• [Exercise goal] Please copy out the following lines word for word.

• [Data]

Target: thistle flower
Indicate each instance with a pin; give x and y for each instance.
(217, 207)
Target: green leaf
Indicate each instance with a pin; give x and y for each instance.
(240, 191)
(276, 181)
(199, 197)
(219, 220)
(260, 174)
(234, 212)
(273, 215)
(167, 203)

• [Full response]
Target: thistle flower
Indicate each instance with a pin; give x and y for each instance.
(217, 207)
Target: green leaf
Indicate each instance with a pin; give x and y for each instance.
(240, 191)
(276, 181)
(199, 197)
(219, 220)
(260, 174)
(234, 212)
(273, 215)
(167, 203)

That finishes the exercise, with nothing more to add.